§ **Written instruction**
Please write out exactly the lines that begin at the line containing "like x=401 y=252." and run to the end of the records.

Location identification entries
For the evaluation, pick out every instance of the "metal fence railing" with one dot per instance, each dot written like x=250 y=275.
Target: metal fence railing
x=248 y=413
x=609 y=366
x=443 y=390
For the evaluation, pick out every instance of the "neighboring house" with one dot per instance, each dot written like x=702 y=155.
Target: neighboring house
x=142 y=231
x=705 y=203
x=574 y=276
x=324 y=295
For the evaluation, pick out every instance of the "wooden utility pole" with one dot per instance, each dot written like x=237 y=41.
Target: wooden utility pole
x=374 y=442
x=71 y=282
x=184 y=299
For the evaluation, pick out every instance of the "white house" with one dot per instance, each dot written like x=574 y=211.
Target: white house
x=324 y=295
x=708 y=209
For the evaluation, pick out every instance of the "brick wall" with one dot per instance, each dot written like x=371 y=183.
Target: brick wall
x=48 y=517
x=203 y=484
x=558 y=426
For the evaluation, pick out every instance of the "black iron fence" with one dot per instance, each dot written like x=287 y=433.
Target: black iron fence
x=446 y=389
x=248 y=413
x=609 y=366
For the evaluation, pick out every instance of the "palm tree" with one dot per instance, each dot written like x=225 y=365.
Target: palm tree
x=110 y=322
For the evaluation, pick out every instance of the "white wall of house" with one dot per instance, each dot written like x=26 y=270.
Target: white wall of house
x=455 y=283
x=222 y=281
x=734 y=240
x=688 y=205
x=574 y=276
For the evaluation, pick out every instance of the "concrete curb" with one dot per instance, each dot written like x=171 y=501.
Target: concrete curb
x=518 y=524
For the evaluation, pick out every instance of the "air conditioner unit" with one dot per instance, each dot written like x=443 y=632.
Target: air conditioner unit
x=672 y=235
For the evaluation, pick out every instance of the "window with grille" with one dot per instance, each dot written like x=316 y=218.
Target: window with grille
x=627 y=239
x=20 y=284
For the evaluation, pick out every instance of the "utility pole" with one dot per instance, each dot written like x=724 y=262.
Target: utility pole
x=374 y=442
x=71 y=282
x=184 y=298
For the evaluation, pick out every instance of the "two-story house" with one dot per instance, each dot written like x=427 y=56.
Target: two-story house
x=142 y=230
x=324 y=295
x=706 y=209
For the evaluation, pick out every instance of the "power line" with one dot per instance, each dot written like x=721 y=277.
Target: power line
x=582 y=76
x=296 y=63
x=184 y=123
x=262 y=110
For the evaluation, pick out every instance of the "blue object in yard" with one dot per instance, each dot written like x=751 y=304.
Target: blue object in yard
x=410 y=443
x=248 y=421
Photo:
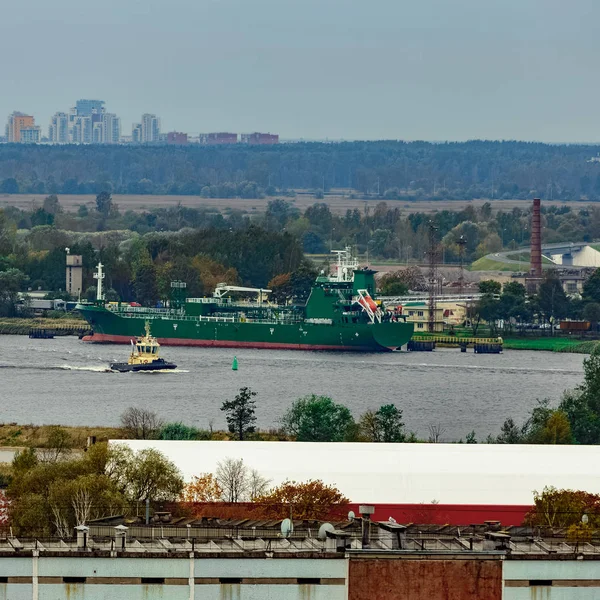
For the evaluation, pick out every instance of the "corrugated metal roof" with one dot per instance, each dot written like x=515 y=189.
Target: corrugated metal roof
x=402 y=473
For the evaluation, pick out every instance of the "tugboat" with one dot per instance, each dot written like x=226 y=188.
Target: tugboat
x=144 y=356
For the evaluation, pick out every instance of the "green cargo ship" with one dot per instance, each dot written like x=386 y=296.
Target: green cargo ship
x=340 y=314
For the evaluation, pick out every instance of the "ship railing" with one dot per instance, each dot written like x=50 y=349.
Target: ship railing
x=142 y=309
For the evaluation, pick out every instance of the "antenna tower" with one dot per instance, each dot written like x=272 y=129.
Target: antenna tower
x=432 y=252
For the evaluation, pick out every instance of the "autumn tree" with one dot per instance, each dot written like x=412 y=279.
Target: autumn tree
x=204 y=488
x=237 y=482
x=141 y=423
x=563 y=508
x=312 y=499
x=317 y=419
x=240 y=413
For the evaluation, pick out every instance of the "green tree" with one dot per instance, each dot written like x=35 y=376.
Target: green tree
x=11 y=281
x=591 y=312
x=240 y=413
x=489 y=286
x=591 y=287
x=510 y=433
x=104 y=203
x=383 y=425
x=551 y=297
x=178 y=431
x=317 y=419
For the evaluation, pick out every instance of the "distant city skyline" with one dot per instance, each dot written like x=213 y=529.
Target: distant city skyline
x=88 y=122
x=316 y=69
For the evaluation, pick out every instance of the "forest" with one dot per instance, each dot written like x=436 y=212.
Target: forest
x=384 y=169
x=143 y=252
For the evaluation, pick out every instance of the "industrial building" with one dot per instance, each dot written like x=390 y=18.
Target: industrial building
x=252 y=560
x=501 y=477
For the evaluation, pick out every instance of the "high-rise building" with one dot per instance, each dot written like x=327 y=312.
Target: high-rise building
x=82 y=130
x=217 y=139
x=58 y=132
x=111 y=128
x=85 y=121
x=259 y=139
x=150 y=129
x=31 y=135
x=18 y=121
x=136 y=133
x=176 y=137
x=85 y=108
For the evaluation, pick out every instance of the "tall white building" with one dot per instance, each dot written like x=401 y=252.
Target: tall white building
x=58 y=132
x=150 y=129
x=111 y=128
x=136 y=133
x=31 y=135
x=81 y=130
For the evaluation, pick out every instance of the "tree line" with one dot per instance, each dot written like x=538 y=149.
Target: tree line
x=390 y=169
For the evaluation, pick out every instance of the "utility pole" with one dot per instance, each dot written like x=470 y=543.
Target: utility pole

§ **Solution to the problem**
For the evaluation, pick out every instance of the "tall white building" with one dot per instance, each dot written like x=401 y=252.
Target: tall white building
x=58 y=132
x=150 y=129
x=111 y=128
x=136 y=133
x=31 y=135
x=81 y=130
For the evaluation, pick out every instance of the "tree line" with one dot per instance, each dot written like x=538 y=149.
Target: tree line
x=390 y=169
For the evaluation, pick out every instance of the "utility pole" with one dot per instance, each dot written like x=470 y=543.
Target: utility pole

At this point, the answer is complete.